Selected extract:
1. Introduction
This chapter introduces the basic concepts of URIs, design considerations, and syntax notation.
Overview
A Uniform Resource Identifier (URI) provides a simple and extensible means for identifying a resource.
Historical Background:
- Derived from concepts introduced by the World Wide Web global information initiative
- Use of these identifiers dates from 1990
- This document obsoletes RFC 2396, merging URL and relative URL specifications
This Specification:
- Defines a single, generic syntax for all URIs
- Introduces IPv6 address syntax
- Excludes specific syntax of individual URI schemes (updated in separate documents)

Dataset section:

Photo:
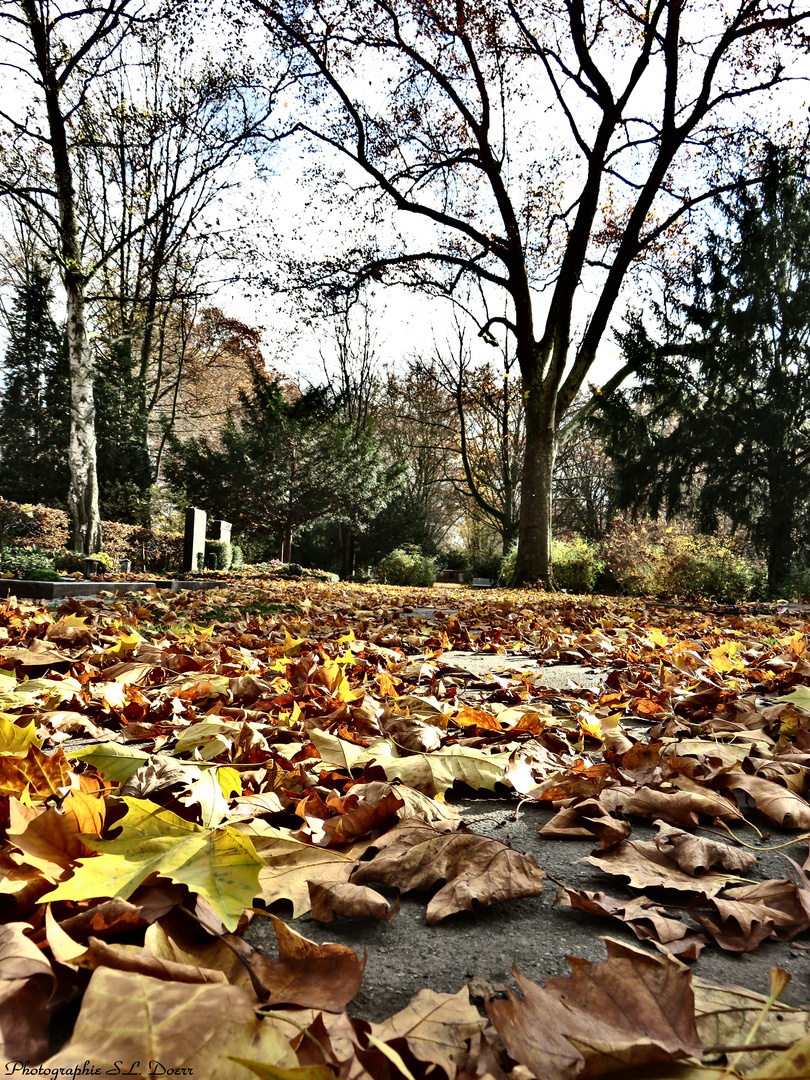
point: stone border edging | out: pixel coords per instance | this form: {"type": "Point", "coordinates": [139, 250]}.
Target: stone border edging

Problem to solve: Carry on the introduction to URIs from the point where it stops. Nothing in the listing is needed for this work.

Answer to this task:
1.1. Overview of URIs
Characteristics of URIs
URI characteristics can be summarized by three words: Uniform, Resource, Identifier
Uniform
Benefits of Uniformity:
-
Context-Independence: Allows different types of resource identifiers to be used in the same context, even when access mechanisms differ
-
Semantic Consistency: Allows uniform semantic interpretation of common syntactic conventions across different types of resource identifiers
-
Extensibility: Allows introduction of new types of resource identifiers without interfering with existing identifiers
-
Reusability: Allows identifiers to be reused in many different contexts, permitting new applications or protocols to leverage a pre-existing, large, and widely used set of resource identifiers
Example:
http://example.com/page
ftp://example.com/file
mailto:[email protected]
All use the same generic syntax structure
Resource
Scope of Resources: This specification does not limit what might be a resource; the term "resource" is used in a general sense for whatever might be identified by a URI.
Familiar Examples:
- 📄 Electronic documents
- 🖼️ Images
- 📊 Information sources with consistent purpose (e.g., "today's weather report for Los Angeles")
- 🔧 Services (e.g., HTTP-to-SMS gateway)
- 📚 Collections of other resources
Broader Resources:
- 🧑 Human beings
- 🏢 Corporations
- 📖 Bound books in a library
- 🔢 Abstract concepts (mathematical operators, relationship types, numeric values)
Key Point: Resources are not necessarily accessible via the Internet
Identifier
Definition: An identifier embodies the information required to distinguish what is being identified from all other things within its scope of identification.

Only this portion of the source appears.